> [YOUR TASK] Copy the data that follows, character for character, minus the pictures.

> [THE RECORDS]
=-=-=-=-=

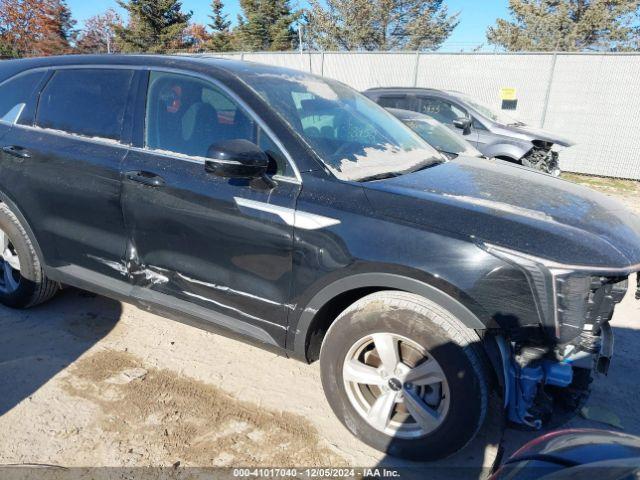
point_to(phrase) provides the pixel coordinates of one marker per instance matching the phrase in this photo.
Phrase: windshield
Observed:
(354, 137)
(498, 117)
(440, 137)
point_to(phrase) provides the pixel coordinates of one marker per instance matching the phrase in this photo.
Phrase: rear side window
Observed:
(442, 110)
(90, 103)
(14, 95)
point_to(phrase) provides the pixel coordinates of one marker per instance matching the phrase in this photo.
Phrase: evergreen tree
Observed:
(379, 24)
(266, 25)
(568, 25)
(221, 36)
(155, 26)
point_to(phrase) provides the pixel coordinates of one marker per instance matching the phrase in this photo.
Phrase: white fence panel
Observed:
(482, 77)
(595, 100)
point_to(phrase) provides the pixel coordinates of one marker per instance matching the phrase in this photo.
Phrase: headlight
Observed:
(570, 300)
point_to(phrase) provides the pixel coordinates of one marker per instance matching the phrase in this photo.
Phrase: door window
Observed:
(442, 110)
(88, 102)
(14, 95)
(187, 115)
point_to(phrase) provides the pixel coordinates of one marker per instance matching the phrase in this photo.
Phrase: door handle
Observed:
(146, 178)
(16, 151)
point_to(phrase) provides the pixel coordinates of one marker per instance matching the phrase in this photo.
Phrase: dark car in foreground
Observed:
(291, 211)
(494, 133)
(575, 453)
(436, 134)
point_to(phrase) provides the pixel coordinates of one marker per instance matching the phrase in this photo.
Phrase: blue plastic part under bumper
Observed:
(523, 383)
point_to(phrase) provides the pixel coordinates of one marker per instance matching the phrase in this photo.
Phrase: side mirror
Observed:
(236, 159)
(463, 124)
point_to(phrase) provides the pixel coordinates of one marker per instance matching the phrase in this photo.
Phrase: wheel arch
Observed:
(329, 302)
(25, 224)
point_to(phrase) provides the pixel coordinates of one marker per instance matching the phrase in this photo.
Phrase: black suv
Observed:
(291, 211)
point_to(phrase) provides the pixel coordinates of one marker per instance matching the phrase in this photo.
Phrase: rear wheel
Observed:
(22, 281)
(404, 376)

=-=-=-=-=

> [OUTPUT FOR THIS TASK]
point_to(phrase) provides the pixel coordinates of one marker per instance matching the phrase in this photo.
Phrase: windshield
Observed:
(354, 137)
(498, 117)
(440, 137)
point_to(phrase) provides the pixel coordinates of one marker per instance matching the phrase in this photo.
Phrase: rear side window
Observed:
(442, 110)
(90, 103)
(14, 95)
point_to(phrase) provides the pixel coordinates of one marker per instance matching the phrase in this photo.
Phrase: evergreen tree
Observed:
(379, 24)
(266, 25)
(568, 25)
(221, 36)
(155, 26)
point_to(phrase) provides the pixel coordinates of one marker per instance matching the phrase in this photo.
Phrase: white fence panel
Observed:
(482, 77)
(595, 100)
point_to(phrase) provides the pixel coordinates of one marker per instance matching the phrase in this photo.
Phrase: headlight
Observed:
(570, 300)
point_to(phrase) provides the pixel coordinates of one marker per instance matching the phrase in this photo.
Phrase: door window
Observed:
(442, 110)
(88, 102)
(14, 95)
(187, 115)
point_to(phrase) provides the pixel coordinates of one marker per instance matching the phrase in this photo.
Phrase: door handle
Observed:
(146, 178)
(16, 151)
point_to(phrase) provides the pixel coordinates of one marker per instance matching the phrase in this photo.
Phrase: dark car in foreground
Observed:
(291, 211)
(494, 133)
(575, 453)
(436, 134)
point_to(phrase) provides the pixel coordinates of one marker per instance matching the phrase in this photo.
Phrase: blue plastic part under bumper
Observed:
(523, 383)
point_to(phrase) provides the pixel coordinates of one marker per instance matching the phrase in this photo.
Phrase: side mirror
Observed:
(236, 159)
(463, 124)
point_to(phrase) provides the pixel coordinates of one marker per instance matching the phrase in this photo.
Phrase: wheel arch
Observed:
(329, 302)
(25, 224)
point_to(phrase) provides the pixel coordinates of one marker per instance matching the phrase in this photo.
Phrase: black suv
Observed:
(291, 211)
point_to(phrase) provides the pixel coordinates of one marker per instance matching the phrase in this photo.
Phrase: rear wheel
Observed:
(22, 281)
(404, 376)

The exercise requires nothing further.